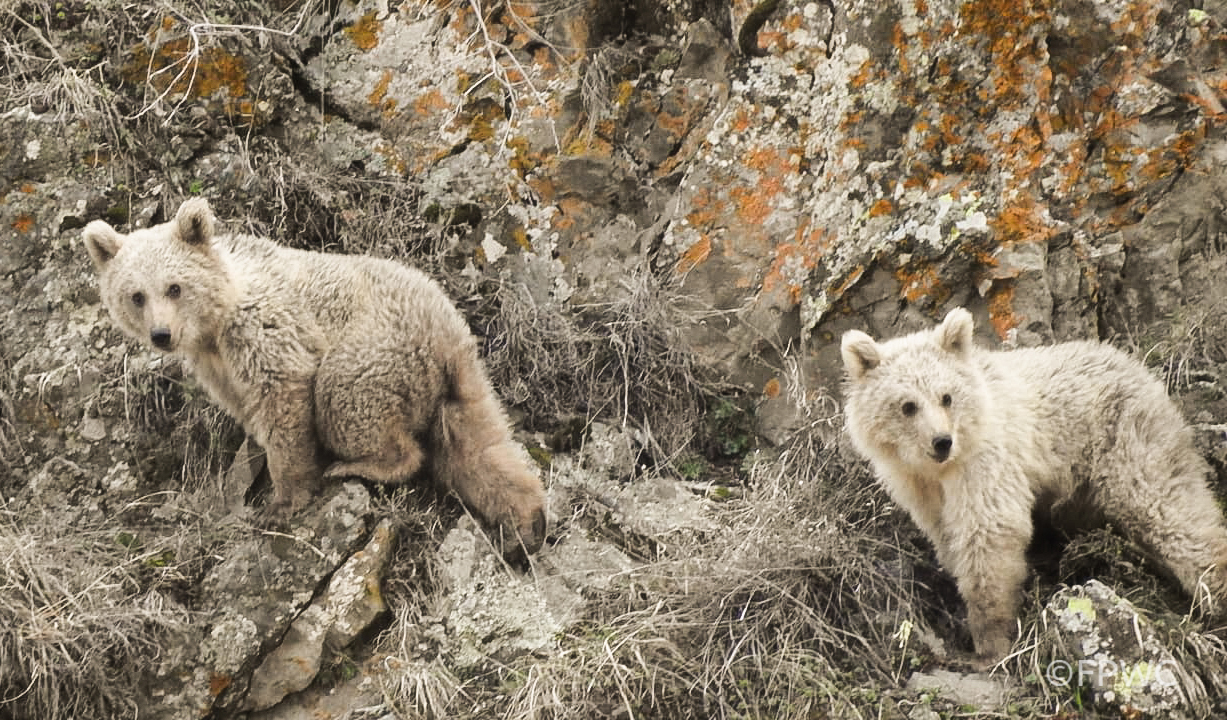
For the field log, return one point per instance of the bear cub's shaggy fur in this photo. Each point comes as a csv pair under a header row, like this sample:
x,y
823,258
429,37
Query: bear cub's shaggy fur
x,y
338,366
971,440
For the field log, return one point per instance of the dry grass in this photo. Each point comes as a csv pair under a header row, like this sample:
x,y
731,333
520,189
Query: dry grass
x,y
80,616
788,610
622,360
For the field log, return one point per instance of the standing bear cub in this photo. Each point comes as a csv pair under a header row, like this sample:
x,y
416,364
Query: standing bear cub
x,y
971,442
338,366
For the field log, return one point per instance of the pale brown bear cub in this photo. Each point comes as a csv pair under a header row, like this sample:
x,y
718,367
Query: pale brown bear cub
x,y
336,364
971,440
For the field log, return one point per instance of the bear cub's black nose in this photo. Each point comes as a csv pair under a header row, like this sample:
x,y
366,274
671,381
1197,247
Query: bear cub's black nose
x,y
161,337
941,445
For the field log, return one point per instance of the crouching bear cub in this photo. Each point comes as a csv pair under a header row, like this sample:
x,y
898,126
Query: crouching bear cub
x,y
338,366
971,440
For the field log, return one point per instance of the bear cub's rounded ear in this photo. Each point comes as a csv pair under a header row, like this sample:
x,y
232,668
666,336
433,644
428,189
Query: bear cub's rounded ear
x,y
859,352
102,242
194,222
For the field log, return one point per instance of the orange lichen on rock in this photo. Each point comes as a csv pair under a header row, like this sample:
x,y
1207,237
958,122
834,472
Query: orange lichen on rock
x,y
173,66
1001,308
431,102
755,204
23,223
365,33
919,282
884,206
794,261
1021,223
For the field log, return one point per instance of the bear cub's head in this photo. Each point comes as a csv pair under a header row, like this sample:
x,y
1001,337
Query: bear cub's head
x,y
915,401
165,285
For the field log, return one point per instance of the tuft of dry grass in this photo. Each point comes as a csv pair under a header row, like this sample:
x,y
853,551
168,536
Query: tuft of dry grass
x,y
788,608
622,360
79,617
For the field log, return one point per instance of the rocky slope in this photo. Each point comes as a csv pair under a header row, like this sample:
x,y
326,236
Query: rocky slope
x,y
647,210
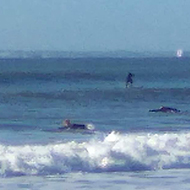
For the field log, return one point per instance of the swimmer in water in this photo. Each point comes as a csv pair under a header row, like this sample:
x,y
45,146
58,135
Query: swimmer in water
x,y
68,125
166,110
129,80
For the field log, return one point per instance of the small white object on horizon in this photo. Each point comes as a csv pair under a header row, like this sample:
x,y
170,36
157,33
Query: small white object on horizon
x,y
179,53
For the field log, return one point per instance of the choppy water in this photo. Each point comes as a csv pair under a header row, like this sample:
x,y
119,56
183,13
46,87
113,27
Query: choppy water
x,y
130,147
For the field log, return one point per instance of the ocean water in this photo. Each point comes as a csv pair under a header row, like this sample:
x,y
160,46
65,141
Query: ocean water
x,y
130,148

+++

## THE TASK
Copy out the items from the line with "of the orange" through the end of the items, requests included, but leave out the pictures. Multiply every x and y coordinate in the answers by 0.8, and round each result to a whole number, rounding halves up.

## TASK OUTPUT
For the field log, return one point per instance of the orange lichen on rock in this photo. Each point comes as a csv pair under a header row, like this sample:
x,y
1207,237
958,122
834,472
Query: orange lichen on rock
x,y
138,53
801,246
345,82
604,163
18,178
292,26
735,226
707,165
635,209
817,178
For the field log, return one point per instance of the bear cub's head in this photo. Each point comes as a csv pair under a header row, like this sample:
x,y
1001,337
Query: bear cub's head
x,y
732,321
132,228
For the field log, return one point per instance of the tuft of dry grass in this photo. Each point comes as a csv pair under a header row, like this sample:
x,y
853,551
168,536
Query: tuft of dry grass
x,y
630,486
498,288
63,494
For the field log, return one point per instance of the rocky slope in this photo. Each point comes as a csv pair under a header row, like this sample:
x,y
326,236
Query: rocky slope
x,y
518,168
For the field log, return one point per instance of the swimmer in water in this photo. Each point comes as a csv pair under a header row, like this sample:
x,y
45,146
58,135
Query: swimmer in water
x,y
54,100
133,88
103,64
For the field log, return one point per instance of the small white object on horizon in this photo. Each point comes as a csv pair under a header row, like this sample:
x,y
170,36
157,33
Query: small white object on horizon
x,y
143,42
For the field log, return one point per instance of the choppy water in this photo. Each point comes as a csv pair under a header row, like this sample:
x,y
119,56
183,13
46,87
113,27
Query: choppy water
x,y
104,118
For the field log, return one point per instance of the ocean water in this photo. Each point comes as a csv pair under a header row, like this sample:
x,y
160,46
65,141
Query: ocean water
x,y
104,118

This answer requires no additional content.